Problem details:
Print the data exactly as written, line for line, and leave its pictures behind.

Segment Open

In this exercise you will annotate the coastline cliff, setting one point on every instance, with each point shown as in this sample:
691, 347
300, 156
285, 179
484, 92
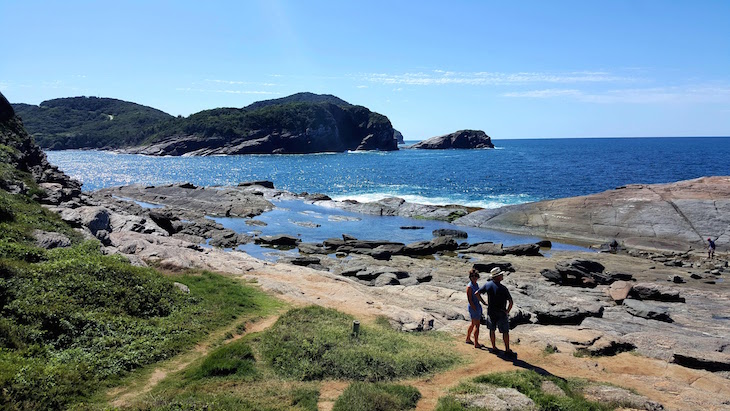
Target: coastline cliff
298, 124
459, 139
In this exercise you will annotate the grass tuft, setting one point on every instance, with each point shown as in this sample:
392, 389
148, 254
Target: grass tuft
529, 383
314, 343
361, 396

Segment Closed

Solution to this problem:
In this exercise you will annotate the coastline cliff, setting one point on every instance, with each point shown as in this sample:
691, 347
300, 156
285, 179
484, 92
Target: coastline cliff
298, 124
459, 139
In this exercise you will annotate the grass tuft, setting one point on every instance, with each point shown as in this sample:
392, 389
148, 254
Target: grass tuft
529, 383
314, 343
361, 396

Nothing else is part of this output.